(What needs to be done):
Please report how many lines in the listing below contain the string "green", treating uppercase and lowercase as different. Give only the number.

Entries from a dataset:
+++

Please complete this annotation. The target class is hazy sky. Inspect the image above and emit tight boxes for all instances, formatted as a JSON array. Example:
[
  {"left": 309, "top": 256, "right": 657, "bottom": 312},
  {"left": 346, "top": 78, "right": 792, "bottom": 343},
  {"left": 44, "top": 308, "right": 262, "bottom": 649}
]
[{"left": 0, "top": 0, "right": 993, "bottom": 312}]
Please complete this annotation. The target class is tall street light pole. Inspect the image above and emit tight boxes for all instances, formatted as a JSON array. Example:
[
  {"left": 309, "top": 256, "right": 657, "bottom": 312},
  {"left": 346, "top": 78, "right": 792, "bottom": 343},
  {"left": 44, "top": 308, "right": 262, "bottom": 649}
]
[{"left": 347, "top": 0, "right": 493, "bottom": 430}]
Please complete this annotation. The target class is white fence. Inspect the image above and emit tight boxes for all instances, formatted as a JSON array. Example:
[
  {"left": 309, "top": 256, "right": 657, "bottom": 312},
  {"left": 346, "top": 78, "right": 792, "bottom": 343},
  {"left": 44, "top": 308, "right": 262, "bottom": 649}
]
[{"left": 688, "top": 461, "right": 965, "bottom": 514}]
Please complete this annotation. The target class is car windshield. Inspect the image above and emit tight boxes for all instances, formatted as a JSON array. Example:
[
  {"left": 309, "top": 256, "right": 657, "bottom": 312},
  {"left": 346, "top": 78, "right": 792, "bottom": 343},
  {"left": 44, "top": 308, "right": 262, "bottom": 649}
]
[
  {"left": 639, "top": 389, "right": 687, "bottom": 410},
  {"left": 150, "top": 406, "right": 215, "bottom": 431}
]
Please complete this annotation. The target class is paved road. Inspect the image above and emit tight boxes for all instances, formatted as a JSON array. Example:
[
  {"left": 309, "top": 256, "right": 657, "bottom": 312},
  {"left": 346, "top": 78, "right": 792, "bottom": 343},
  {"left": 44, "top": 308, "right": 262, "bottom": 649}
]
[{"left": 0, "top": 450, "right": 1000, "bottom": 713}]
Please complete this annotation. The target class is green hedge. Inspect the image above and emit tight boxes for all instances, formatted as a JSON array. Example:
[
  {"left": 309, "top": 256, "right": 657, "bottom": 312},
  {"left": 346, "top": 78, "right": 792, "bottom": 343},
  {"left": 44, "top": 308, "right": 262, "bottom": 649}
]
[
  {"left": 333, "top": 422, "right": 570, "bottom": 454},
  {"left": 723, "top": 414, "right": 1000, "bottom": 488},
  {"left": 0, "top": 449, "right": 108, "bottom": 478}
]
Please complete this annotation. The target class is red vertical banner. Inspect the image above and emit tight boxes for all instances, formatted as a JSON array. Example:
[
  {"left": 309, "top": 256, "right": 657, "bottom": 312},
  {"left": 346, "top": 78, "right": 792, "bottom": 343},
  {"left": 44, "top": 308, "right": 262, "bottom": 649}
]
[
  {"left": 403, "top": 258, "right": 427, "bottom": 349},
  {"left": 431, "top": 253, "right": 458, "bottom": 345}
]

+++

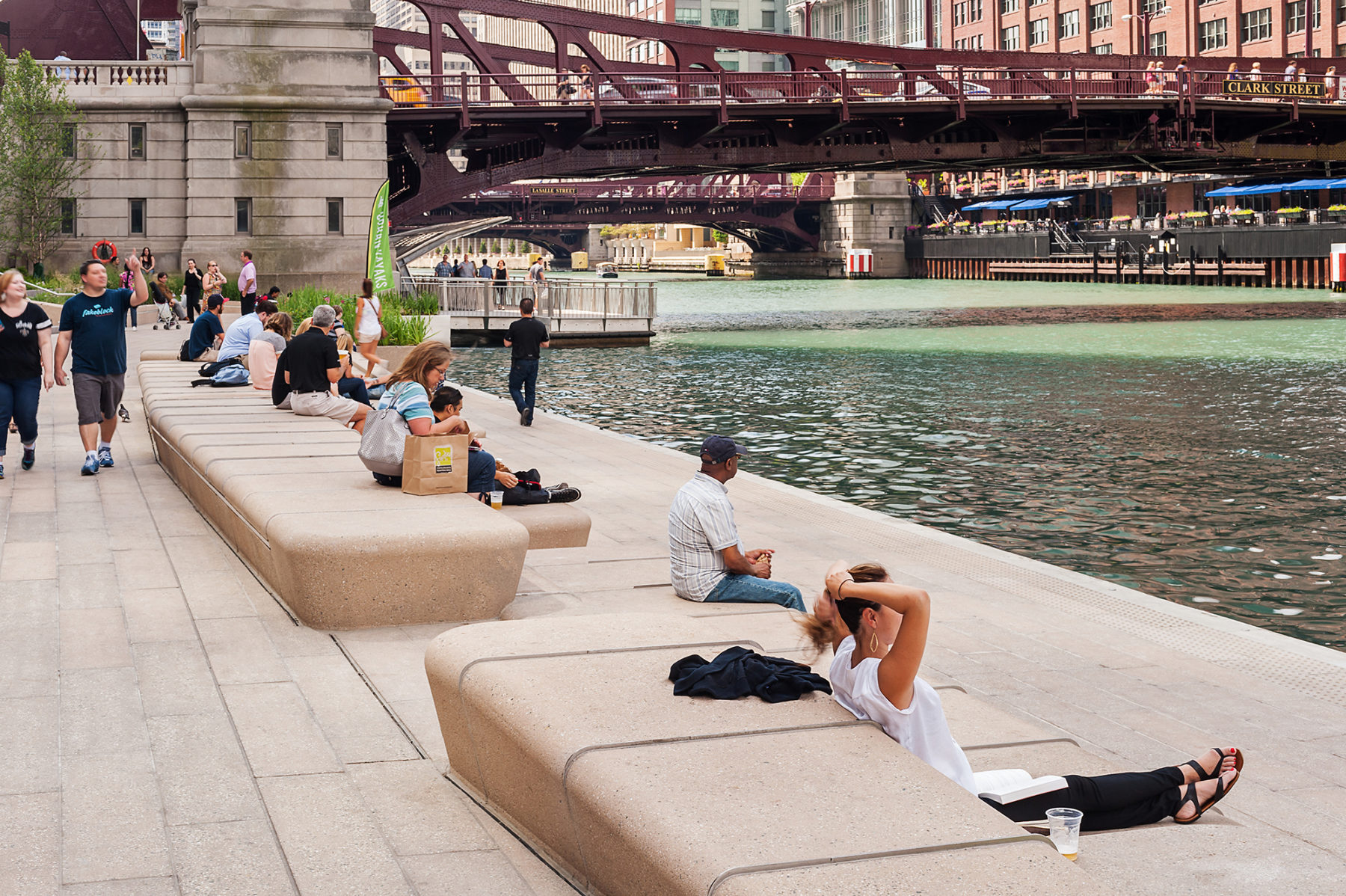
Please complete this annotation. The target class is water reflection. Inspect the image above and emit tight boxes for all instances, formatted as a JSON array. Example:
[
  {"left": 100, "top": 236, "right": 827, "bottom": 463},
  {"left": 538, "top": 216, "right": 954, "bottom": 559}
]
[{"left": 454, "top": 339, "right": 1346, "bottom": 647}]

+++

(Solution for this task):
1